__TEXTO FORNECIDO__.

-.-.-

Há ditados populares que atravessam séculos porque, além de engenhosos, descrevem com precisão a repetição de padrões que insistem em sobreviver ao tempo. Entre eles, destaca-se o conhecido “tudo como dantes na terra de Abrantes”, expressão que surgiu em Portugal, muito provavelmente durante as invasões francesas do início do século XIX, quando — apesar da guerra, da fuga da família real e das convulsões políticas — a cidade de Abrantes seguia aparentemente intacta, como se nada houvesse acontecendo.
O dito passou a simbolizar, desde então, a permanência das mesmas estruturas, das mesmas condutas, das mesmas práticas, mesmo quando o contexto deveria exigir transformações profundas.
Infelizmente, ao observar o cenário político recente de Fartura, a sensação é de que o tempo histórico se fechou sobre si mesmo: administrações mudam, partidos alternam posições e narrativas se invertem, mas os comportamentos se repetem quase como uma fatalidade. É como se a cidade estivesse presa a um ciclo, onde cada novo governo promete renovação, mas se afundam nos mesmos erros.
1. A gestão passada: turbulências, escândalos e guerra entre dois lados.
A administração municipal anterior foi marcada por uma sucessão de episódios que abalaram a normalidade institucional. Vieram à tona:
- escândalos de ordem pessoal envolvendo figuras centrais da gestão e do Legislativo;
- o conhecido episódio dos pneus, que gerou repercussões políticas e administrativas;
- a exposição pública de agressões verbais nas redes sociais, como o lamentável caso dos xingamentos dirigidos à ex-companheira do prefeito, com termos absolutamente incompatíveis com a dignidade do cargo;
- relatos de perseguição a funcionários, minando a saúde administrativa;
- o episódio extremo do presidente da Câmara apontando arma de fogo para o prefeito, fato que, por si só, já descreve a degradação institucional daquele período;
- conflitos pessoais envolvendo vereadores, com casos que misturavam vida privada, disputas políticas e relações interpessoais conturbadas;
- e, por fim, o ambiente de guerra permanente, no qual a oposição buscava cassar o prefeito e a situação cassar o vereador envolvido, criando um clima de instabilidade contínua.
Quando as urnas se fecharam, mesmo tendo três candidatos, a polarização mais uma vez se evidenciou. A oposição vence e se tem uma nova gestão; assumiu, esperava-se — legitimamente — que a alternância de poder abrisse espaço para uma ruptura: novos métodos, novos valores, nova postura.
Mas não foi o que se viu.
2. A nova gestão: mudanças de lado, permanência de métodos
Com o início da atual administração, que prometia renovação de métodos, de postura, que realizaria uma administração voltada ao futuro e modernidade administrativa; sucumbiu, fraquejou e algo previsível, mas ainda assim decepcionante, ocorreu: quem estava na situação virou oposição; quem era oposição transformou-se em situação.
E, junto dessa inversão de cadeiras, assistiu-se também a uma inversão de discursos: aquilo que antes era criticado passou a ser tolerado; aquilo que antes era intolerável passou a ser relativizado.

-.-.-

__FAÇA ISTO__. Dê continuidade ao texto sobre o cenário político de Fartura, começando logo após a última frase.

__CONTEÚDO DOS DADOS__.
-.-.-

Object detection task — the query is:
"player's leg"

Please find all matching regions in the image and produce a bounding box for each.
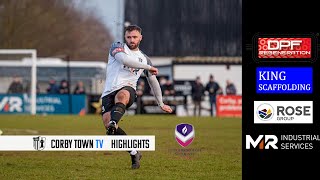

-.-.-

__RESULTADO DO EXERCÍCIO__.
Logo nos primeiros meses, vieram à tona:
- o escândalo da licitação envolvendo a empresa Tucunaré, que gerou repercussão e divisão entre os vereadores;
- um secretário indicado pelo PT envolvido em irregularidades relacionadas à venda de sucatas, trazendo novo desgaste;
- o vereador que fazia oposição, mas passou a defender o prefeito no caso Tucunaré e o PT no caso das sucatas, em seguida ele próprio envolvido em denúncia de furto de grama, tem pedido de cassação, mas é absolvido pelos opositores e condenado pelos companheiros.
- vereador na CPI da Tucunaré, é acusado de ameaçar testemunhas, votando depois a favor do opositor no caso das gramas, evidenciando não princípios, mas conveniências;
- e o padrão mais preocupante: aqueles que antes não cassavam, agora querem cassar; aqueles que antes queriam cassar, agora passam pano.
E o enredo, que deveria ser novo, repete-se como déjà vu. O que muda é apenas o lado da mesa. Nunca foi o povo, sempre foi o poder! A lógica de poder, sempre pronta para acusar, defender, blindar ou atacar conforme a conveniência do momento. Não existe coerência, principio, valores, só conveniências.
3. E o resultado para Fartura? “Tudo como dantes…”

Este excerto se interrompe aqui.